*Source text*.

((

NVIDIA CEO Jensen Huang, now a pivotal figure in global politics as head of the world's most valuable company, asserts that artificial intelligence (AI) will quintuple global GDP: "Every nation must build it."
On December 11, Time magazine unveiled its 2025 Person of the Year as "The AI Architects," featuring a reimagined version of the iconic 1932 photograph "Lunch atop a Skyscraper." The updated cover replaces ironworkers with executives from leading tech and AI firms, including Mark Zuckerberg (Meta), Lisa Su (AMD), Elon Musk (xAI), Jensen Huang (NVIDIA), Sam Altman (OpenAI), Demis Hassabis (DeepMind), Dario Amodei (Anthropic), and Fei-Fei Li (Stanford HAI).
In an exclusive interview, Huang told Time: "Some believe global GDP is capped at $100 trillion. AI will propel that figure to $500 trillion."

))

*Task prompt*. Copy the passage from the article about Time's 2025 Person of the Year word for word, starting at "NVIDIA CEO Jensen" and ending at "Li (Stanford HAI).".

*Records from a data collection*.
((

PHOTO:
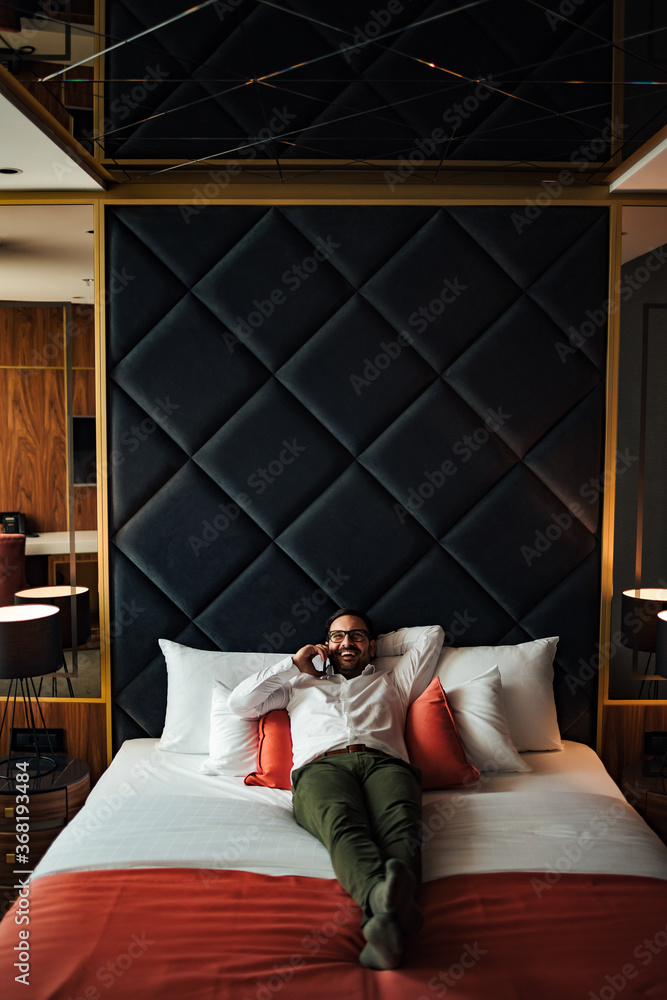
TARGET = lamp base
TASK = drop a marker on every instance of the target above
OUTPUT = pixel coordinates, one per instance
(36, 764)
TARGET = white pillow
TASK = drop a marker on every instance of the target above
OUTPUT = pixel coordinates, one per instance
(399, 642)
(233, 741)
(190, 677)
(526, 671)
(479, 714)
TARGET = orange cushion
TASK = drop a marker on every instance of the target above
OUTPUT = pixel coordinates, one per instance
(274, 756)
(433, 743)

))

*Reply to the exercise*.
NVIDIA CEO Jensen Huang, now a pivotal figure in global politics as head of the world's most valuable company, asserts that artificial intelligence (AI) will quintuple global GDP: "Every nation must build it."
On December 11, Time magazine unveiled its 2025 Person of the Year as "The AI Architects," featuring a reimagined version of the iconic 1932 photograph "Lunch atop a Skyscraper." The updated cover replaces ironworkers with executives from leading tech and AI firms, including Mark Zuckerberg (Meta), Lisa Su (AMD), Elon Musk (xAI), Jensen Huang (NVIDIA), Sam Altman (OpenAI), Demis Hassabis (DeepMind), Dario Amodei (Anthropic), and Fei-Fei Li (Stanford HAI).